DATASET RECORDS

--------------------

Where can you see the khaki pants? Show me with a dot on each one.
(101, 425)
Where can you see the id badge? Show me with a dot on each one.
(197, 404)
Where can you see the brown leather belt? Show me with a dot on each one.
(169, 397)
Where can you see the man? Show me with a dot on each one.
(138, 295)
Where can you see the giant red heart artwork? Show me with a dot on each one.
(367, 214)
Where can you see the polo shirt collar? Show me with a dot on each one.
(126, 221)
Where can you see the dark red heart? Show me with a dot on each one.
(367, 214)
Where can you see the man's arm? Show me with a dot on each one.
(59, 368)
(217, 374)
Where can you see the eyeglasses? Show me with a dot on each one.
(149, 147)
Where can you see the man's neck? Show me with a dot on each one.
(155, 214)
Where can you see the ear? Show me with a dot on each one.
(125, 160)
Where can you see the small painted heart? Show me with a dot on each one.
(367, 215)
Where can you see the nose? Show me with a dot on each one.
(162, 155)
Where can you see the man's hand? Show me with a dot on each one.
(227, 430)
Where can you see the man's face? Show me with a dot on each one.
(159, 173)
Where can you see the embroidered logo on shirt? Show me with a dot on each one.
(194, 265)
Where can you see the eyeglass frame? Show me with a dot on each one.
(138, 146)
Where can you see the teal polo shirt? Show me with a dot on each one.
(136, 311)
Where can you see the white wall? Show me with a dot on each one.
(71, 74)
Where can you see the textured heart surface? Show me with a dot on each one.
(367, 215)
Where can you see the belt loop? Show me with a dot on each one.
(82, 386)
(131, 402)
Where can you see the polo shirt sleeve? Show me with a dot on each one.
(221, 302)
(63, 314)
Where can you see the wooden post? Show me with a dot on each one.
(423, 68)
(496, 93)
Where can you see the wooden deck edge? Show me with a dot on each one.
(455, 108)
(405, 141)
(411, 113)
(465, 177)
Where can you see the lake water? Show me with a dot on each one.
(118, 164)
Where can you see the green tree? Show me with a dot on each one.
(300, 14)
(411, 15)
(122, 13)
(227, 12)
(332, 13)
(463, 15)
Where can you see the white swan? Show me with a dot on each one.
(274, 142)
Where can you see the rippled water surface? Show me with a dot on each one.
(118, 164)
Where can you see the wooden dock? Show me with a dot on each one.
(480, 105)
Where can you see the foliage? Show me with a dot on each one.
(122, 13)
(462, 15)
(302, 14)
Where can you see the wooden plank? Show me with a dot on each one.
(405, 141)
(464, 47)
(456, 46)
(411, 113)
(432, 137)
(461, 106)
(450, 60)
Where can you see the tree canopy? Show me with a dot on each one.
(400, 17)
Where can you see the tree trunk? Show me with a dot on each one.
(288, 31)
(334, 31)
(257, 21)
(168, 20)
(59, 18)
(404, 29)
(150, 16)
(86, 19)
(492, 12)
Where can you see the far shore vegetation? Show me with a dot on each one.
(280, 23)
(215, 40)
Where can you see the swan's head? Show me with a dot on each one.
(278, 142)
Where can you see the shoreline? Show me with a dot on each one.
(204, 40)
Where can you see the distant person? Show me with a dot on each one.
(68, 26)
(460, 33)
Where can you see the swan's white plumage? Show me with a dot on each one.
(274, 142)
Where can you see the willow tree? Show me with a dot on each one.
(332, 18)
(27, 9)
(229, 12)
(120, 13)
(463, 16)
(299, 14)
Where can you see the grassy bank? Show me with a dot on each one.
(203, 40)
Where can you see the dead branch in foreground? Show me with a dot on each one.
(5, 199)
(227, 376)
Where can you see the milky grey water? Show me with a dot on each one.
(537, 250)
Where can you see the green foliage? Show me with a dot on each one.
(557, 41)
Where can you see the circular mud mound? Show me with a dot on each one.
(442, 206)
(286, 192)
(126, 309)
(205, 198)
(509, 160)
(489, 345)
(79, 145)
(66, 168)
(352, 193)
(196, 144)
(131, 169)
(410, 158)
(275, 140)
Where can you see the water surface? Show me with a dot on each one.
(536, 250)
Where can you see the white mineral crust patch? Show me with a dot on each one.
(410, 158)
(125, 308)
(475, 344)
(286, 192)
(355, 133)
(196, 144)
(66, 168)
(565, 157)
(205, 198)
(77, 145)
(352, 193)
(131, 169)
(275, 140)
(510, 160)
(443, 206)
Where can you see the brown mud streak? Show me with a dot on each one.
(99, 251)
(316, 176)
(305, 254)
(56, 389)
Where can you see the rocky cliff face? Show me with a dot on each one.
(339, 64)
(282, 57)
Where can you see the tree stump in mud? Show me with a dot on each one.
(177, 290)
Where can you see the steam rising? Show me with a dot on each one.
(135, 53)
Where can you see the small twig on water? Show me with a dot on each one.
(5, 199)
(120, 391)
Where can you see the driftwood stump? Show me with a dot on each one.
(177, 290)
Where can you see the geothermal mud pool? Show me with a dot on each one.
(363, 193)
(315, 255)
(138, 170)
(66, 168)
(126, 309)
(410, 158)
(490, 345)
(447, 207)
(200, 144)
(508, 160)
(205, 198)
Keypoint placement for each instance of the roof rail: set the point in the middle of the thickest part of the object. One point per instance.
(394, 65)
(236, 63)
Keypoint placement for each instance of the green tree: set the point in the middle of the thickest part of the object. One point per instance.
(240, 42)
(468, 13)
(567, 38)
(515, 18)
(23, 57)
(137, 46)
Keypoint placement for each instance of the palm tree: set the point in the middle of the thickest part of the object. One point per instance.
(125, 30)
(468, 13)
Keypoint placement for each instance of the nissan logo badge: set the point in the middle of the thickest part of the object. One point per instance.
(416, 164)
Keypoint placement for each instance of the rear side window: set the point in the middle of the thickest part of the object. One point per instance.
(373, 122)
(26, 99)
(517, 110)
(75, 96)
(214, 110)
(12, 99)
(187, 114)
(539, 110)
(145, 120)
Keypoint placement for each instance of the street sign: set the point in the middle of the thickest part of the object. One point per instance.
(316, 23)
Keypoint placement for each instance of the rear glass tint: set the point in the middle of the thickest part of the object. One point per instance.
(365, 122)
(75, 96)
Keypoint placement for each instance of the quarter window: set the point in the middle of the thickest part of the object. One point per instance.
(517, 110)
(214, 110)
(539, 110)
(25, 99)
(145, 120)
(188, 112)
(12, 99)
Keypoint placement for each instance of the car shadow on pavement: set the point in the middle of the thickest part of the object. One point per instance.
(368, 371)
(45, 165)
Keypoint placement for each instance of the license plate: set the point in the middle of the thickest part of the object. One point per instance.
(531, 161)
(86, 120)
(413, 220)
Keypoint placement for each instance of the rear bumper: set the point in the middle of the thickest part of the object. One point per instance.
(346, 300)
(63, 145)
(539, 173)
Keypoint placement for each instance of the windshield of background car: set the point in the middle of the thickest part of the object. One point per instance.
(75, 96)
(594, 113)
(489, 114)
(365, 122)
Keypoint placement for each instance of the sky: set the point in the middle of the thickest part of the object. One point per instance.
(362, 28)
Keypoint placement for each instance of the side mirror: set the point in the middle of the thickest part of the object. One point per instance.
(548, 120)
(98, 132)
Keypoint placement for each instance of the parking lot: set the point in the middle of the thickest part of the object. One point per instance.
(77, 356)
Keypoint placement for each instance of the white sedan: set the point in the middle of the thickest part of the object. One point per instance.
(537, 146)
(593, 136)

--------------------

EXERCISE DESCRIPTION
Lay out every row above as a Markdown table with two columns, Number and Entry, giving each line's position in the first column and its text in the second. Leave out blank lines.

SOLUTION FOR THIS EXERCISE
| Number | Entry |
|---|---|
| 1 | Where can you see the khaki pants? Show me with a dot on each one. |
| 2 | (101, 425) |
| 3 | Where can you see the id badge? Show me with a dot on each one. |
| 4 | (197, 404) |
| 5 | Where can you see the brown leather belt? Show me with a dot on each one. |
| 6 | (169, 397) |
| 7 | Where can you see the man? Show me with a dot on each one. |
| 8 | (138, 295) |
| 9 | Where can you see the giant red heart artwork? Show me with a dot on each one. |
| 10 | (367, 214) |
| 11 | Where can you see the polo shirt collar? Show me with a dot on each one. |
| 12 | (126, 221) |
| 13 | Where can you see the dark red heart? Show me with a dot on each one. |
| 14 | (367, 214) |
| 15 | Where can you see the man's arm? Show me with a dot on each one. |
| 16 | (59, 368) |
| 17 | (217, 374) |
| 18 | Where can you see the eyeglasses? Show me with a dot on each one. |
| 19 | (149, 147) |
| 20 | Where can you see the man's neck? Show me with a dot on each one. |
| 21 | (155, 214) |
| 22 | Where can you see the ear? Show me with a dot on each one. |
| 23 | (125, 160) |
| 24 | Where can you see the small painted heart? Show me with a dot on each one. |
| 25 | (367, 215) |
| 26 | Where can you see the nose? Show me with a dot on each one. |
| 27 | (162, 155) |
| 28 | Where can you see the man's hand? Show me with a dot on each one. |
| 29 | (227, 430) |
| 30 | Where can you see the man's face? Show me with a dot on each one. |
| 31 | (159, 173) |
| 32 | Where can you see the embroidered logo on shirt? Show me with a dot on each one. |
| 33 | (194, 265) |
| 34 | Where can you see the eyeglass frame? Show me with a dot on each one. |
| 35 | (138, 146) |
| 36 | Where can you see the teal polo shirt? Show me with a dot on each one. |
| 37 | (136, 311) |
| 38 | Where can you see the white wall? Show me with a dot on each one. |
| 39 | (71, 74) |
| 40 | Where can you see the textured heart surface? Show me with a dot on each one. |
| 41 | (367, 215) |
| 42 | Where can you see the belt loop? Show me with a dot on each one. |
| 43 | (82, 386) |
| 44 | (131, 402) |
| 45 | Where can you see the polo shirt sleeve? Show me with a dot on each one. |
| 46 | (221, 302) |
| 47 | (63, 314) |
| 48 | Where can you see the wooden post? Show me with a dot on each one. |
| 49 | (423, 68) |
| 50 | (496, 93) |
| 51 | Where can you see the wooden deck edge? Show me with a dot on each one. |
| 52 | (455, 108) |
| 53 | (405, 141) |
| 54 | (411, 113) |
| 55 | (465, 177) |
| 56 | Where can you see the lake water? Show me with a dot on each one. |
| 57 | (118, 164) |
| 58 | Where can you see the green tree? Show me with a dot on each one. |
| 59 | (300, 14) |
| 60 | (411, 15) |
| 61 | (122, 13) |
| 62 | (227, 12) |
| 63 | (332, 13) |
| 64 | (463, 15) |
| 65 | Where can you see the white swan? Show me with a dot on each one. |
| 66 | (274, 142) |
| 67 | Where can you see the rippled water surface? Show me with a dot on each one. |
| 68 | (118, 164) |
| 69 | Where can you see the wooden dock? Show me with a dot on each one. |
| 70 | (480, 105) |
| 71 | Where can you see the foliage? Show me with a dot on each one. |
| 72 | (122, 13) |
| 73 | (462, 15) |
| 74 | (302, 14) |
| 75 | Where can you see the wooden plank? Show me with a dot on each one. |
| 76 | (405, 141) |
| 77 | (464, 47) |
| 78 | (456, 46) |
| 79 | (411, 113) |
| 80 | (432, 137) |
| 81 | (461, 106) |
| 82 | (450, 60) |
| 83 | Where can you see the tree canopy? Show me with a dot on each one. |
| 84 | (400, 17) |
| 85 | Where can you see the tree trunk? Show me with a dot on each one. |
| 86 | (288, 31) |
| 87 | (334, 31) |
| 88 | (257, 21) |
| 89 | (168, 20) |
| 90 | (59, 18) |
| 91 | (404, 29) |
| 92 | (150, 16) |
| 93 | (86, 19) |
| 94 | (492, 12) |
| 95 | Where can you see the far shore vegetation? Show me with a dot on each one. |
| 96 | (280, 23) |
| 97 | (215, 40) |
| 98 | Where can you see the swan's head? Show me with a dot on each one. |
| 99 | (278, 142) |
| 100 | Where can you see the shoreline? Show me with a dot on each one. |
| 101 | (204, 40) |
| 102 | Where can you see the distant person? Show me with a dot on each one. |
| 103 | (68, 26) |
| 104 | (460, 33) |
| 105 | Where can you see the swan's white plumage? Show me with a dot on each one. |
| 106 | (274, 142) |
| 107 | Where can you see the willow tree? Show me with a dot on each one. |
| 108 | (332, 18) |
| 109 | (27, 9) |
| 110 | (229, 12) |
| 111 | (120, 13) |
| 112 | (463, 16) |
| 113 | (299, 14) |
| 114 | Where can you see the grassy bank? Show me with a dot on each one. |
| 115 | (203, 40) |
| 116 | Where can you see the dead branch in foreground? Show me with a dot on each one. |
| 117 | (5, 199) |
| 118 | (227, 376) |
| 119 | Where can you see the milky grey water? Show me with a dot on each one. |
| 120 | (537, 250) |
| 121 | Where can you see the green foliage? Show me with a dot on each one. |
| 122 | (557, 41) |
| 123 | Where can you see the circular mud mound? Show me with a dot on each one. |
| 124 | (442, 206) |
| 125 | (286, 192) |
| 126 | (126, 309) |
| 127 | (205, 198) |
| 128 | (509, 160) |
| 129 | (489, 345) |
| 130 | (79, 145) |
| 131 | (66, 168) |
| 132 | (352, 193) |
| 133 | (196, 144) |
| 134 | (131, 169) |
| 135 | (410, 158) |
| 136 | (275, 140) |
| 137 | Where can you see the water surface? Show me with a dot on each one. |
| 138 | (536, 250) |
| 139 | Where can you see the white mineral crust patch? Show me with a dot on each one. |
| 140 | (410, 158) |
| 141 | (125, 308) |
| 142 | (475, 344) |
| 143 | (286, 192) |
| 144 | (355, 133) |
| 145 | (196, 144) |
| 146 | (66, 168) |
| 147 | (565, 157) |
| 148 | (205, 198) |
| 149 | (77, 145) |
| 150 | (352, 193) |
| 151 | (131, 169) |
| 152 | (275, 140) |
| 153 | (510, 160) |
| 154 | (443, 206) |
| 155 | Where can you see the brown mud streak? Show me with a dot on each one. |
| 156 | (99, 251) |
| 157 | (316, 176) |
| 158 | (305, 254) |
| 159 | (56, 389) |
| 160 | Where can you see the rocky cliff face? Show me with a dot on each one. |
| 161 | (339, 64) |
| 162 | (282, 57) |
| 163 | Where can you see the tree stump in mud? Show me with a dot on each one. |
| 164 | (177, 290) |
| 165 | Where can you see the steam rising? Show me with a dot on each one. |
| 166 | (135, 53) |
| 167 | Where can you see the small twig on water? Show me with a dot on each one. |
| 168 | (5, 199) |
| 169 | (120, 391) |
| 170 | Where can you see the driftwood stump? Show me with a dot on each one. |
| 171 | (177, 290) |
| 172 | Where can you see the geothermal mud pool? Show me with a dot on each one. |
| 173 | (363, 193) |
| 174 | (315, 255) |
| 175 | (138, 170) |
| 176 | (66, 168) |
| 177 | (126, 309) |
| 178 | (410, 158) |
| 179 | (490, 345) |
| 180 | (447, 207) |
| 181 | (200, 144) |
| 182 | (508, 160) |
| 183 | (205, 198) |
| 184 | Keypoint placement for each instance of the roof rail: set the point in the middle of the thickest part of the object. One point per instance. |
| 185 | (394, 65) |
| 186 | (236, 63) |
| 187 | Keypoint placement for each instance of the green tree: set the point in the middle of the thickest part of the object. One point per instance. |
| 188 | (240, 42) |
| 189 | (468, 13) |
| 190 | (567, 38) |
| 191 | (515, 18) |
| 192 | (23, 57) |
| 193 | (137, 46) |
| 194 | Keypoint placement for each instance of the palm tree: set the point in the middle of the thickest part of the object. One point per instance. |
| 195 | (125, 30) |
| 196 | (468, 13) |
| 197 | Keypoint placement for each instance of the nissan logo badge: set the point in the middle of the thickest part of the object. One point per instance. |
| 198 | (416, 164) |
| 199 | Keypoint placement for each instance of the rear side window: set the point in the middle of the thickest part of the object. One point per instance. |
| 200 | (373, 122) |
| 201 | (26, 99) |
| 202 | (517, 110) |
| 203 | (75, 96) |
| 204 | (214, 110) |
| 205 | (12, 99) |
| 206 | (187, 114) |
| 207 | (539, 110) |
| 208 | (145, 120) |
| 209 | Keypoint placement for each instance of the street sign: set the point in the middle of the thickest part of the object. One point per instance. |
| 210 | (316, 23) |
| 211 | Keypoint placement for each instance of the rear glass tint: set the point in the middle of the thickest part of the object. One point per instance. |
| 212 | (365, 122) |
| 213 | (75, 96) |
| 214 | Keypoint placement for each instance of the quarter window: set the point in the middle of the thickest part of the object. One point per instance. |
| 215 | (517, 110) |
| 216 | (214, 110) |
| 217 | (539, 110) |
| 218 | (25, 99) |
| 219 | (145, 120) |
| 220 | (188, 112) |
| 221 | (12, 99) |
| 222 | Keypoint placement for each instance of the car shadow on pavement: set the point in the middle of the thickest part of the object. One point per instance. |
| 223 | (368, 371) |
| 224 | (45, 165) |
| 225 | Keypoint placement for each instance of the license plate: set the point in the middle of the thickest part of the object. One point per instance. |
| 226 | (531, 161) |
| 227 | (86, 120) |
| 228 | (413, 220) |
| 229 | Keypoint placement for each instance of the rear bumper: set the point in the middle of the thickest part of the object. One point per instance. |
| 230 | (346, 300) |
| 231 | (63, 145) |
| 232 | (539, 173) |
| 233 | Keypoint placement for each instance of the windshield of background car: set the point in the middle of the thickest part of the object. One point per instance. |
| 234 | (75, 96) |
| 235 | (594, 113) |
| 236 | (489, 114) |
| 237 | (365, 122) |
| 238 | Keypoint placement for each instance of the sky: set the point in the middle of the thickest part of the object. One point per instance. |
| 239 | (362, 28) |
| 240 | Keypoint placement for each instance of the side mirror: set the point in the middle of the thickest part of the object. One point per instance. |
| 241 | (548, 120) |
| 242 | (98, 132) |
| 243 | Keypoint placement for each instance of the parking lot: set the point in the middle of the thickest part of the object. One point per instance. |
| 244 | (77, 356) |
| 245 | Keypoint placement for each instance of the white sedan: set the point in the middle of the thickest part of the object. One point per instance. |
| 246 | (537, 146) |
| 247 | (593, 136) |